## Task to carry out
Count how many lines in the entries below contain the string "ripple", with uppercase and lowercase treated as different. Give only the number.

## Records shown
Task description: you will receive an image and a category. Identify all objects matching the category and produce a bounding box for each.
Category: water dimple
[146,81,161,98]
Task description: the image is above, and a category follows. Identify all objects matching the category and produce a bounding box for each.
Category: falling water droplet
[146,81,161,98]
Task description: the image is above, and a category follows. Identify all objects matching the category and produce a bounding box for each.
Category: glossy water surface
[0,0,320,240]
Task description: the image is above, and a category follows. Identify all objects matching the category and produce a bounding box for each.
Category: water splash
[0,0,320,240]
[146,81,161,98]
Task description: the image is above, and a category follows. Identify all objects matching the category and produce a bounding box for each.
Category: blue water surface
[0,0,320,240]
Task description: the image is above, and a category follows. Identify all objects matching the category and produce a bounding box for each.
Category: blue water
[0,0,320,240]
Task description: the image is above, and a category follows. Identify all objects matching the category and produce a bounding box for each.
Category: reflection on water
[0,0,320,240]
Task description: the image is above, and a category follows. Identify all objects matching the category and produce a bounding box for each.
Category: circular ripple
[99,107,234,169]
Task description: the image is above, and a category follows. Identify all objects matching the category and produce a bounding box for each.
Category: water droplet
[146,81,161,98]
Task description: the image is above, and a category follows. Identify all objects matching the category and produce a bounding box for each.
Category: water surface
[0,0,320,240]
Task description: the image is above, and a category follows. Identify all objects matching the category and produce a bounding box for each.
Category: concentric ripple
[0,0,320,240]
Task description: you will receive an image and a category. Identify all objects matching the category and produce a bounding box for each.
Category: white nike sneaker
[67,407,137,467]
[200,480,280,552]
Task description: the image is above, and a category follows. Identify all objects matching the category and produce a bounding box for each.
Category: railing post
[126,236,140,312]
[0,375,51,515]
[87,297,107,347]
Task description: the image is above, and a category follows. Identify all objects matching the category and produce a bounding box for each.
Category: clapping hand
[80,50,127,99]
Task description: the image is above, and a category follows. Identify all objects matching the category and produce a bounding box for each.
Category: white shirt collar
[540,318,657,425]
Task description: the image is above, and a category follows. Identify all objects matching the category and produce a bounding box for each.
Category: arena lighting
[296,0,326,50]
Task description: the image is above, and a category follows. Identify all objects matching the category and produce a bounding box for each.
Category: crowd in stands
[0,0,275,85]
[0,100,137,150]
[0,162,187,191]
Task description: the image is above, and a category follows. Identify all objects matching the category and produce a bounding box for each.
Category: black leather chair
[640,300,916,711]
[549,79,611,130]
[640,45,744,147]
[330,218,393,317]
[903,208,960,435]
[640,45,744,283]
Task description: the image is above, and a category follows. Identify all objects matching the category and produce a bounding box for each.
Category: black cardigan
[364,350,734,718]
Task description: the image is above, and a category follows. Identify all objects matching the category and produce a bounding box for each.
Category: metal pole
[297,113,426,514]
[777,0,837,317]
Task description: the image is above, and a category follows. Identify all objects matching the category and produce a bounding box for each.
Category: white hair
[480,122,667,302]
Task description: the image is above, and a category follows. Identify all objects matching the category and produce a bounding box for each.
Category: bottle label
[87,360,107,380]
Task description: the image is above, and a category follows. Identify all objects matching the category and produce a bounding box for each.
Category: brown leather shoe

## Answer in full
2